■ **Extracted text**:
_ _ _

Klanian v. New York Life Insurance

Supreme Court of Rhode Island
Klanian v. New York Life Insurance, 27 A.2d 338 (R.I. 1942)
68 R.I. 262; 152 A.L.R. 94; 1942 R.I. LEXIS 70
Flynn, Moss, Capotosto, Baker, Condon

Klanian v. New York Life Insurance

Opinion of the Court

Per Curiam.

After our opinion was filed in the above case, the defendant requested permission to file a motion for reargument, which was granted. It urges in support of its motion that: (1) Certain additional authorities not discussed in the briefs strongly support its contention that the incontestability clause in the policy does not prevent a defense based upon misrepresentations in the application, where such a defense is confined to an action for disability benefits; and (2) that the authorities on the question of rescission by mutual consent do not require an actual meeting of the minds, and that a mistaken idea by one party of his words and acts will not prevent the formation of the contract; evidence of actual intention, as distinguished from manifested intention being immaterial.

Neither reason furnishes a sufficient warrant for granting a reargument under our practice. The first is merely an assertion that there are other additional authorities, one of which has been recently decided and which defendant claims may be of special interest, contrary to the view which we *263 took of the incontestability clause. New York Life Ins. Co. v. Rotman, 3 N. W. 2d (Iowa) 603. We have examined that case and it does not appear to us to advance, in support of its conclusion, any reason that was not urged by the defendant before us, or that was not inherent in those decisions in which the Iowa court was in agreement and with which we disagreed. Such reasons and decisions were considered by us in reaching our opinion in the instant case. Therefore nothing has been shown here to warrant a reargument of this point.

_ _ _

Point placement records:
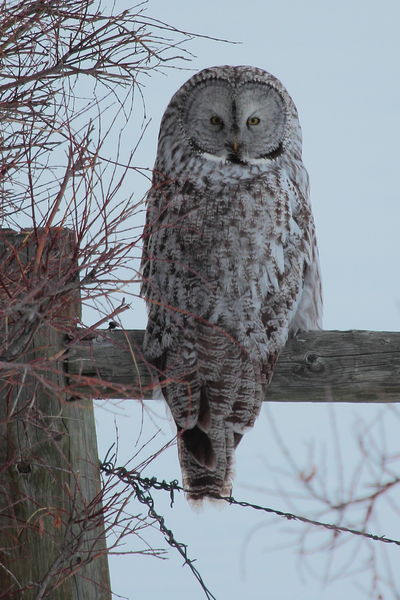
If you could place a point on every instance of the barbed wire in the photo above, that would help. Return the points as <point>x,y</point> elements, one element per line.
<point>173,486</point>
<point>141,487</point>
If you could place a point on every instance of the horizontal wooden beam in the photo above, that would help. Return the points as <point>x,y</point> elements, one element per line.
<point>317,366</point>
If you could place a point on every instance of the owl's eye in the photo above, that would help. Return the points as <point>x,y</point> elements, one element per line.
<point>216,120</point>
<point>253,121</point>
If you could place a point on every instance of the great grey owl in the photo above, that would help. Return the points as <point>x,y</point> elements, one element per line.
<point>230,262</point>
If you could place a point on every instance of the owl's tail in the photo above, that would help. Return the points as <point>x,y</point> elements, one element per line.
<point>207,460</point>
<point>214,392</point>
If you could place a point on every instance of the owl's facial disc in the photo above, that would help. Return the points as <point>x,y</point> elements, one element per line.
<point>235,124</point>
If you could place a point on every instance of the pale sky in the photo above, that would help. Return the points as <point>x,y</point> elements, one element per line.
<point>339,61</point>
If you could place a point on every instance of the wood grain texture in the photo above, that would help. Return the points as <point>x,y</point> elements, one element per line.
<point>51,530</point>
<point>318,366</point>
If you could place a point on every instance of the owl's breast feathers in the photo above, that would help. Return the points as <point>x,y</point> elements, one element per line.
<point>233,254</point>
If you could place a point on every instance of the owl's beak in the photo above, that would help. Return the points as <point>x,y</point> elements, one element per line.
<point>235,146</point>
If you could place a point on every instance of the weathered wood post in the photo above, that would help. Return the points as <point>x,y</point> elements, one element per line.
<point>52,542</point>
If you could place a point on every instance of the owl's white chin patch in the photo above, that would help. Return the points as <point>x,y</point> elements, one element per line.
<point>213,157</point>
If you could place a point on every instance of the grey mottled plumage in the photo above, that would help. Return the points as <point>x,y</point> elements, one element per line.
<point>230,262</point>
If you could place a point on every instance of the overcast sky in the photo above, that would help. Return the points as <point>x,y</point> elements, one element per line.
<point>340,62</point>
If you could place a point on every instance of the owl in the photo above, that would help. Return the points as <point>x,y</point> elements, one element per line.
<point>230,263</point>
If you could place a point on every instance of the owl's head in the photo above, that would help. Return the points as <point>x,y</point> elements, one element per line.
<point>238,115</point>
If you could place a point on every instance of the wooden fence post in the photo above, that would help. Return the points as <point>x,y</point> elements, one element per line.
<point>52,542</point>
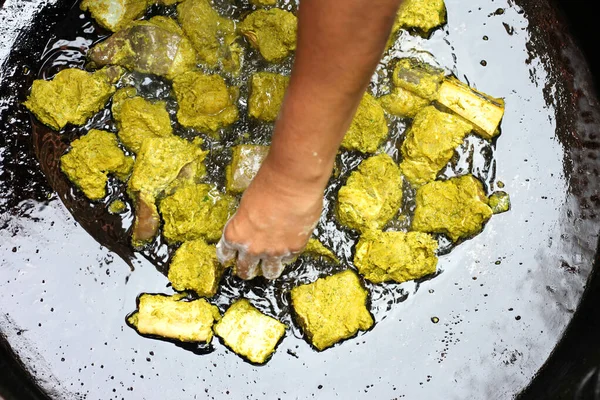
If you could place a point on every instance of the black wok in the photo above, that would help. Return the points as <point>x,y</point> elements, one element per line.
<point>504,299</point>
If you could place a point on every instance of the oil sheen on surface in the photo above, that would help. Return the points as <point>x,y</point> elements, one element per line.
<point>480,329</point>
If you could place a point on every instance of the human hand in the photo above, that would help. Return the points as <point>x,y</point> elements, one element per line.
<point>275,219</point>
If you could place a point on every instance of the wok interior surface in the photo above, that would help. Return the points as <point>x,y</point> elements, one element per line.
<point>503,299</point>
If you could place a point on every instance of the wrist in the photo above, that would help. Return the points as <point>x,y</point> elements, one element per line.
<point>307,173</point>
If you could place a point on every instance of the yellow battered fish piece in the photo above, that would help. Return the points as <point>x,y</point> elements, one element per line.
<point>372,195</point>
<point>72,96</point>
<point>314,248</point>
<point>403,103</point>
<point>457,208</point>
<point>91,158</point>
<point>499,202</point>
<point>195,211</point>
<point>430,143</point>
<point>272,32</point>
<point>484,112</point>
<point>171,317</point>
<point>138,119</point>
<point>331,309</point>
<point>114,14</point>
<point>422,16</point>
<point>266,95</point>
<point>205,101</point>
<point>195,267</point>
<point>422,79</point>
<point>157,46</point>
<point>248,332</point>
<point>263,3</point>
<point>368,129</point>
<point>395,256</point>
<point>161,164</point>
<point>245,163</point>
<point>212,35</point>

_ _ _

■ **Written tasks**:
1/ According to the Klanian opinion, are these statements correct? (a) The defendant's request to file a motion for reargument was granted. (b) The court found that the Rotman case advanced a reason the defendant had not urged before it. (c) The court held that the defendant's two reasons justified a reargument. Answer yes or no for each, quoting the words of the opinion that decide it.
2/ Can you go on with the Klanian opinion, starting after its last sentence?
The point placement rows play no part here.

■ **Per-task outputs**:
1/
(a) Yes: "the defendant requested permission to file a motion for reargument, which was granted"
(b) No: "it does not appear to us to advance, in support of its conclusion, any reason that was not urged by the defendant before us"
(c) No: "Neither reason furnishes a sufficient warrant for granting a reargument under our practice."

2/
Jasper Rustgiian, Perkins, Higgins & McCabe, James A. Higgins, for plaintiff. ■ Haslam, Arnold & Sumpter, Harry A. Tuell, Walter D. Harris, for defendant.

The second reason advanced for reargument is, if anything, less persuasive. The defendant has fully argued the substance of the point which it now makes; and it does not appear that we overlooked or failed to consider any of the arguments which it made in support of such point. We simply disagreed with them. A reargument which would merely enable the defendant to traverse that ground again would accomplish nothing and is manifestly not a sufficient reason for granting its motion.

Motion for reargument denied.

Reference

Full Case Name
John Klanian v. New York Life Insurance Company.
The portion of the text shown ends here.